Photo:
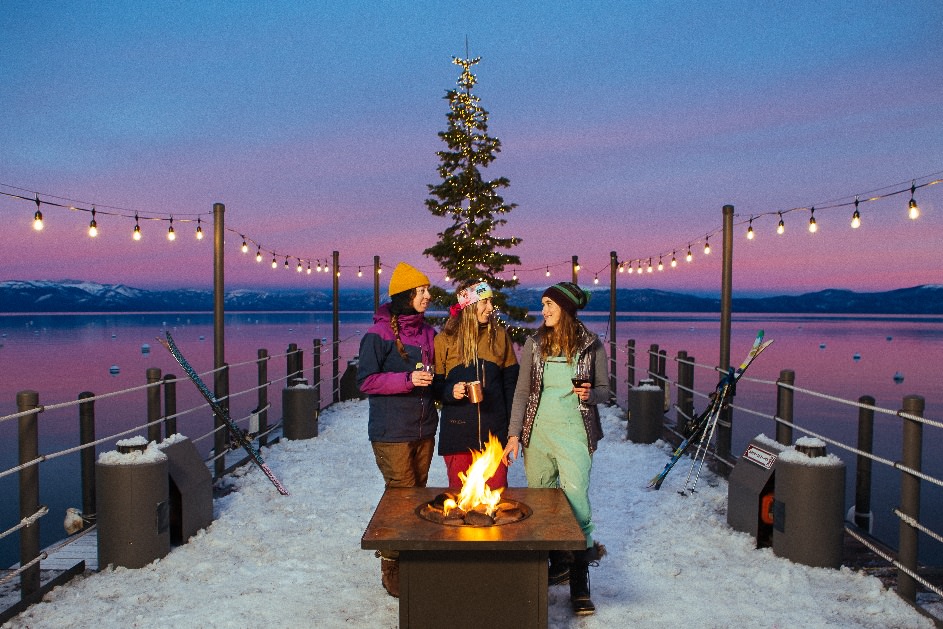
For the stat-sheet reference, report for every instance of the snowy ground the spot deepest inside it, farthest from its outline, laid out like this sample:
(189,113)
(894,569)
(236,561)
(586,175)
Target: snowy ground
(269,560)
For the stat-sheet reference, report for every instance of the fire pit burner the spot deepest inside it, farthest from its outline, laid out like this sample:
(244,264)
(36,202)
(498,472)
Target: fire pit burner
(507,512)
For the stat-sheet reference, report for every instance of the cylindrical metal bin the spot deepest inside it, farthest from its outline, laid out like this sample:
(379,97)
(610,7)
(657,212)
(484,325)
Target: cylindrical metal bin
(300,411)
(645,413)
(133,508)
(809,508)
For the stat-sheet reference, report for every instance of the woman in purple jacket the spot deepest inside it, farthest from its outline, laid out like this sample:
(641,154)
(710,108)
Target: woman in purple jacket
(395,370)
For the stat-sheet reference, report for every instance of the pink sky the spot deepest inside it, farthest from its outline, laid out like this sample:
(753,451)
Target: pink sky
(626,129)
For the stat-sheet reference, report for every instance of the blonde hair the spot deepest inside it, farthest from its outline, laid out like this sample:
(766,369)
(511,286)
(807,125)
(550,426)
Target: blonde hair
(466,328)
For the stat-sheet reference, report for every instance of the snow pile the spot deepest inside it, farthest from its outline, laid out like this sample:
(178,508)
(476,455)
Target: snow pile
(271,560)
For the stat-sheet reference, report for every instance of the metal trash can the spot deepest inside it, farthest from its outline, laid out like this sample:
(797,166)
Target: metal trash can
(750,490)
(299,411)
(348,386)
(645,413)
(133,508)
(809,509)
(190,489)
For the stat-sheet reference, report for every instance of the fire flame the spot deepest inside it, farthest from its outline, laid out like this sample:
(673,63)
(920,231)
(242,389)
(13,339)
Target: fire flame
(475,492)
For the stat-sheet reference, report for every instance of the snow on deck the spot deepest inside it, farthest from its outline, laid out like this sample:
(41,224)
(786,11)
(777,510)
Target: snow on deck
(272,560)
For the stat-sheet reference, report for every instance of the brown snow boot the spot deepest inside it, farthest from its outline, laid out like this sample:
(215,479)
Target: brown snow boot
(558,571)
(389,575)
(579,587)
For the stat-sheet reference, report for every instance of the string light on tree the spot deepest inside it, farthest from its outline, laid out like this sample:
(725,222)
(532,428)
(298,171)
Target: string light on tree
(856,216)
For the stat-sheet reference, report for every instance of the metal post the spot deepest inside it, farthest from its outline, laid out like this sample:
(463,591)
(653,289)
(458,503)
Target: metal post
(219,287)
(725,422)
(316,371)
(262,401)
(29,489)
(784,406)
(87,455)
(291,368)
(337,341)
(153,403)
(910,495)
(653,361)
(170,405)
(376,283)
(221,436)
(863,467)
(613,307)
(685,389)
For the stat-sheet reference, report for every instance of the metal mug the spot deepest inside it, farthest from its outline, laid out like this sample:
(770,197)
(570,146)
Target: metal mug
(474,392)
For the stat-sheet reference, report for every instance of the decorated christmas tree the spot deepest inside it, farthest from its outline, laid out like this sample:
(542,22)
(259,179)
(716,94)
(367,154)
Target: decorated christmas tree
(470,249)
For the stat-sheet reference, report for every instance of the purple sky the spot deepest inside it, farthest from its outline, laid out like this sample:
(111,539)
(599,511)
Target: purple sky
(625,126)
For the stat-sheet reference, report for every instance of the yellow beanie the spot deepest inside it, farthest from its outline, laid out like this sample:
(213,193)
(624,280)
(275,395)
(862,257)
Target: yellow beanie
(405,278)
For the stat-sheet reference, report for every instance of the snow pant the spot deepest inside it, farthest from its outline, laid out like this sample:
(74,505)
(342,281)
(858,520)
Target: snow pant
(403,464)
(558,453)
(460,462)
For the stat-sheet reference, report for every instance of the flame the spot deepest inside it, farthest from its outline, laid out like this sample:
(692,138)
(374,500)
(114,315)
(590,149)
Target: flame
(475,492)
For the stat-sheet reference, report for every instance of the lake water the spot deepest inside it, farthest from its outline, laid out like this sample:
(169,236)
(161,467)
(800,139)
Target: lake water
(842,356)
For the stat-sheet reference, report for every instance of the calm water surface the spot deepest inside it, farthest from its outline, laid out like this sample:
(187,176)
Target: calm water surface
(63,355)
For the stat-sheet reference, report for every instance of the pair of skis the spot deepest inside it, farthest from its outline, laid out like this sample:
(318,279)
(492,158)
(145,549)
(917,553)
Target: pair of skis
(238,435)
(700,430)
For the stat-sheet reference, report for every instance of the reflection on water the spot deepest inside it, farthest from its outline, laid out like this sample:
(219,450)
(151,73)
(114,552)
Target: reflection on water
(843,356)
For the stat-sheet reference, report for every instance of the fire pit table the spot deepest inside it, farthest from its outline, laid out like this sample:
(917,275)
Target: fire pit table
(473,576)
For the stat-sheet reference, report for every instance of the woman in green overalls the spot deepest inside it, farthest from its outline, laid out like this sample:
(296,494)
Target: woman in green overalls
(563,376)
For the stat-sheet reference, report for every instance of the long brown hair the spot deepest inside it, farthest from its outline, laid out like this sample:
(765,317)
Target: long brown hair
(561,339)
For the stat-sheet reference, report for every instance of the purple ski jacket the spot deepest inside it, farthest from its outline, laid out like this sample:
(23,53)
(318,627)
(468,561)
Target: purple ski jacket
(399,411)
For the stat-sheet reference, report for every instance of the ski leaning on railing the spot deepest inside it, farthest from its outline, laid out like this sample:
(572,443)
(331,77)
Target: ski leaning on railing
(238,435)
(700,429)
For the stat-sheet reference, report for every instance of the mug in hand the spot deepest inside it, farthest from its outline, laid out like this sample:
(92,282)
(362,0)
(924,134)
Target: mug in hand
(474,392)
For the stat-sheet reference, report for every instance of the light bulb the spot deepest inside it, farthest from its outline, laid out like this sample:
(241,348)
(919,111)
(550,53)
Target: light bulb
(913,210)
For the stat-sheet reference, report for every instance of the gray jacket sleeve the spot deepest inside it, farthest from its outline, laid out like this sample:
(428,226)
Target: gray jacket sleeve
(522,390)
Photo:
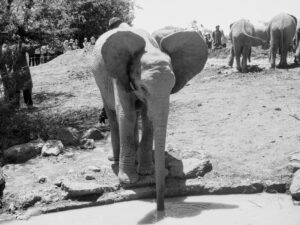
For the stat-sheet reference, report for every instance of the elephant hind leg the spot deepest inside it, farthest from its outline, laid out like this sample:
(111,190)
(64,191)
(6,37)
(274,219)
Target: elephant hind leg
(145,155)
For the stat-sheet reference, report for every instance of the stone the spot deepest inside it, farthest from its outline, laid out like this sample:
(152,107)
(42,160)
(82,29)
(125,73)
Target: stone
(93,133)
(89,177)
(294,163)
(94,169)
(52,147)
(42,179)
(2,183)
(295,186)
(29,199)
(77,189)
(68,135)
(22,153)
(87,144)
(189,168)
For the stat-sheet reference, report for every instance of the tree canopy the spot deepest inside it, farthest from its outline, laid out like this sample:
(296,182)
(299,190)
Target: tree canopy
(45,20)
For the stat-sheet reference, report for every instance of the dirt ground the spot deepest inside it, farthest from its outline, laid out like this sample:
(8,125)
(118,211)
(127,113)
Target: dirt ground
(247,124)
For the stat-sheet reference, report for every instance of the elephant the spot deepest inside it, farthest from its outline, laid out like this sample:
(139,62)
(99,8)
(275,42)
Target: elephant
(281,30)
(136,76)
(243,36)
(297,43)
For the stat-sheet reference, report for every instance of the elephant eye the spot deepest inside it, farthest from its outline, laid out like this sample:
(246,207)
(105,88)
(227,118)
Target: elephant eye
(144,90)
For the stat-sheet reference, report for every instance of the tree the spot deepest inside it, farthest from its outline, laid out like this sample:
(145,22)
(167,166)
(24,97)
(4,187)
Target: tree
(41,21)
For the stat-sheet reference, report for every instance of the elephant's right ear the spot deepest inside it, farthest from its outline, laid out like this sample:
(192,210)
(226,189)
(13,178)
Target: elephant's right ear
(188,52)
(118,51)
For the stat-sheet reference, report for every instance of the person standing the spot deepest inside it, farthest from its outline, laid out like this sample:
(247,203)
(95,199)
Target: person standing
(31,55)
(217,38)
(21,72)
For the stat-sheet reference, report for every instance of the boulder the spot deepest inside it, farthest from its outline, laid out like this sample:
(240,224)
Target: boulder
(68,135)
(93,133)
(22,153)
(294,163)
(295,186)
(2,183)
(94,169)
(189,168)
(52,147)
(87,144)
(77,189)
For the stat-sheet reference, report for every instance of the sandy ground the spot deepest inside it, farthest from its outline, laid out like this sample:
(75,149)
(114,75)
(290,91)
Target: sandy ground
(258,209)
(247,124)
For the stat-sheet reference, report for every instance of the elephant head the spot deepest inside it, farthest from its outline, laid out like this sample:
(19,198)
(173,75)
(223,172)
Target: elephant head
(136,70)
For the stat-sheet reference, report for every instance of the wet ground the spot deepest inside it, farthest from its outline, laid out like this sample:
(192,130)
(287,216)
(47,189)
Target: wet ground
(256,209)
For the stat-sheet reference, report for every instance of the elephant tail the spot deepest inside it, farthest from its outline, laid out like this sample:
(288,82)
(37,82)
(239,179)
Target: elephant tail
(250,36)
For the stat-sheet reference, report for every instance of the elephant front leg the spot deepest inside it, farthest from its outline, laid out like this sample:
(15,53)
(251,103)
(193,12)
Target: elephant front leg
(127,119)
(283,57)
(115,138)
(237,52)
(231,59)
(146,166)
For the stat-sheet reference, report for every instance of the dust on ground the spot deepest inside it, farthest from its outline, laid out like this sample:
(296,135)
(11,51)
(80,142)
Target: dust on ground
(246,123)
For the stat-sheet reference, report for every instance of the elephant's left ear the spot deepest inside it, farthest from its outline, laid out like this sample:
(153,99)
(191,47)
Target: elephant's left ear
(188,52)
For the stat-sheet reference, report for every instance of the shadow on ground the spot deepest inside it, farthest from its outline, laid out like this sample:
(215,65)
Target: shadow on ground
(177,208)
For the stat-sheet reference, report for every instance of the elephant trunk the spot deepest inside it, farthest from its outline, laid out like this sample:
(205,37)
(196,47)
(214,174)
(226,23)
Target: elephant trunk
(159,116)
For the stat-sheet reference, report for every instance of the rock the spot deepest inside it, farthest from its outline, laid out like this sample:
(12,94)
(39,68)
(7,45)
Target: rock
(68,136)
(94,168)
(70,155)
(294,163)
(2,183)
(42,179)
(87,144)
(189,168)
(29,199)
(93,133)
(89,177)
(295,186)
(52,147)
(22,153)
(77,189)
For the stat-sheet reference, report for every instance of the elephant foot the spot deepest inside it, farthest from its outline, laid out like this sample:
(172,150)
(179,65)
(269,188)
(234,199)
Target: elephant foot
(145,170)
(272,66)
(282,65)
(113,159)
(128,176)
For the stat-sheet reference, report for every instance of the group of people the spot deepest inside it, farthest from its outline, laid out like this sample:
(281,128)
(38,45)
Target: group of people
(15,72)
(41,55)
(74,44)
(214,39)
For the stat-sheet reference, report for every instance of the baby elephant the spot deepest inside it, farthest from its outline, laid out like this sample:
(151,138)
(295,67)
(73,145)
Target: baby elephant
(243,36)
(136,74)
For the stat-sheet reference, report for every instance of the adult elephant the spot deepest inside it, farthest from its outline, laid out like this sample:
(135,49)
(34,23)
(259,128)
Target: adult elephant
(135,75)
(243,36)
(297,43)
(281,31)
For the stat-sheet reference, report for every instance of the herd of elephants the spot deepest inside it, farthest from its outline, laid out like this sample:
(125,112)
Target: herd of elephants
(137,72)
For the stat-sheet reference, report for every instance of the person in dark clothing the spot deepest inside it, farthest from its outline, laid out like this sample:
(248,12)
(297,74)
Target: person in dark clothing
(31,56)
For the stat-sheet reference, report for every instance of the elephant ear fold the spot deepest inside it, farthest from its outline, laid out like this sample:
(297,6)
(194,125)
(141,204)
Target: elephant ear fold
(119,50)
(188,52)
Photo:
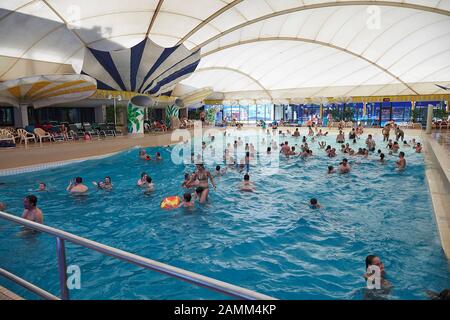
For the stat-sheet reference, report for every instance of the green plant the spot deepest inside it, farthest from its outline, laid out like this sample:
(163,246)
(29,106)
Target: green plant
(335,114)
(440,113)
(133,115)
(414,115)
(347,114)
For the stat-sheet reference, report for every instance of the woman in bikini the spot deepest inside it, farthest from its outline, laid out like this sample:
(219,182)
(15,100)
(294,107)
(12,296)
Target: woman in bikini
(203,176)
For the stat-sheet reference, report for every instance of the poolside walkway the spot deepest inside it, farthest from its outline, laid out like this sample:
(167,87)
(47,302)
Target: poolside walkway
(5,294)
(62,151)
(437,159)
(51,152)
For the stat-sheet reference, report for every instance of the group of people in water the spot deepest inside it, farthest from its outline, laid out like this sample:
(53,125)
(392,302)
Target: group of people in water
(197,184)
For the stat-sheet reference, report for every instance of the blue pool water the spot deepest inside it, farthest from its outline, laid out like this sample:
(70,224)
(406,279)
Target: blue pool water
(269,241)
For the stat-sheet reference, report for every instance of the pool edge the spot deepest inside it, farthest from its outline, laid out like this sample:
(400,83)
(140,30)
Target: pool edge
(56,164)
(439,189)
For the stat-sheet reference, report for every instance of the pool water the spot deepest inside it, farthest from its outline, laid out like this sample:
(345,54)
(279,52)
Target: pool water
(269,241)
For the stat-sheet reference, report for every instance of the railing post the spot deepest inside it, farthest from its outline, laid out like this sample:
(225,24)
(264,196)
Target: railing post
(62,268)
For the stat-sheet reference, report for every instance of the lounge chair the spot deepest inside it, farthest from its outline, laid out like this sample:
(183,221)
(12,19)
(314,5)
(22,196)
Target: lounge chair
(5,135)
(75,132)
(25,136)
(92,132)
(159,126)
(41,134)
(113,128)
(105,130)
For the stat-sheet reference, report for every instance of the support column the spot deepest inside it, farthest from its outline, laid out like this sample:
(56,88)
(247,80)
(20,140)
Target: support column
(100,114)
(429,118)
(21,116)
(135,119)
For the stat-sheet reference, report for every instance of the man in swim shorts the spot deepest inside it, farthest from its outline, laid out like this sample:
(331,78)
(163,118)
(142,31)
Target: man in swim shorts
(31,211)
(401,163)
(187,200)
(344,167)
(246,185)
(203,176)
(77,186)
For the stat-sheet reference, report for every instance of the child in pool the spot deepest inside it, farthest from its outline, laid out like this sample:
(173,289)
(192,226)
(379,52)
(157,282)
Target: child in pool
(246,185)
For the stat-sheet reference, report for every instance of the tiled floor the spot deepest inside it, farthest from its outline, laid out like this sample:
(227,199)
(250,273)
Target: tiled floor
(63,151)
(5,294)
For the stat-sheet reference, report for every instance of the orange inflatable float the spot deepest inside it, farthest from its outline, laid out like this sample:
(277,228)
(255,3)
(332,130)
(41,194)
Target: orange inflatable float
(172,202)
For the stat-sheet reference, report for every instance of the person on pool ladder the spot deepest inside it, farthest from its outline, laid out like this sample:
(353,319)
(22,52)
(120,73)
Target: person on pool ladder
(203,177)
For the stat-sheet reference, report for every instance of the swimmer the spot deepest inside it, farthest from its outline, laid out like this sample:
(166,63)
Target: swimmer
(246,185)
(340,138)
(219,172)
(77,186)
(203,176)
(105,184)
(401,163)
(331,170)
(370,142)
(31,211)
(390,144)
(42,187)
(376,261)
(314,204)
(395,147)
(186,180)
(418,147)
(187,200)
(143,155)
(332,153)
(149,186)
(142,180)
(344,167)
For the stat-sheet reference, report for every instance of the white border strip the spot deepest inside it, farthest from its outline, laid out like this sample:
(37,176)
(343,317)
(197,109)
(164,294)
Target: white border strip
(56,164)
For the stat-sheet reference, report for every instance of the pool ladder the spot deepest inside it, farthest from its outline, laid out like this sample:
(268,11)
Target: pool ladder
(171,271)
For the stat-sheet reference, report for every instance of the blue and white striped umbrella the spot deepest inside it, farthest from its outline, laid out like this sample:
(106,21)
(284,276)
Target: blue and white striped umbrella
(144,68)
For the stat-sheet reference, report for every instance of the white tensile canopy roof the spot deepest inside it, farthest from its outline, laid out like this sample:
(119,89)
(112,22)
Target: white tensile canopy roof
(249,48)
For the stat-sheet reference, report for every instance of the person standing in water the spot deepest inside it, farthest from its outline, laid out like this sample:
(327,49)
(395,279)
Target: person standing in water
(401,163)
(246,185)
(77,186)
(203,176)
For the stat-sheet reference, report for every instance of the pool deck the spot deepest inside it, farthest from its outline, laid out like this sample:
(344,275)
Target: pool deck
(436,153)
(51,152)
(437,159)
(5,294)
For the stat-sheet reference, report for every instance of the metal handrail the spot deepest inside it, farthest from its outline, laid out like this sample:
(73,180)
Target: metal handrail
(178,273)
(27,285)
------
● PROBLEM DESCRIPTION: Print nothing but the lines from the line with "the pool ladder" to the last line of the records above. Both of those lines count.

● WRITTEN REPLY:
For the stat-sheet reference, report for every instance of the pool ladder the spot deepest inside it, farthest from its outline, laid out like this sample:
(268,11)
Target: pool ladder
(171,271)
For the stat-sheet reference, report for every instance of the blue and white striped umbrella the spot deepest inside it, farthest from its outline, laid out like this sample:
(106,21)
(284,276)
Target: blue and white striped umbrella
(144,68)
For the stat-sheet reference, report for every instance of the white tensile canopy roof the spot deepest inside it, farthest from its outline, laid out like this sample:
(119,89)
(112,22)
Target: white tensile canopy roof
(249,48)
For the stat-sheet reference, report for every instance of the person standing in water the spot deepest inside it, farthest from its outline, laid out like this sample:
(327,49)
(395,279)
Target: person standing in water
(401,163)
(246,185)
(77,186)
(203,176)
For the stat-sheet reference, report for every instance of the pool deck the spot deepest inside it, farthest from its outline, laid out like this sample:
(344,275)
Target: pool deck
(436,153)
(51,152)
(437,159)
(5,294)
For the stat-sheet reference, report for every instance of the metal handrail the spot deepest inside it, farthest from its outline, laid out like this sample:
(73,180)
Target: metal handrail
(178,273)
(27,285)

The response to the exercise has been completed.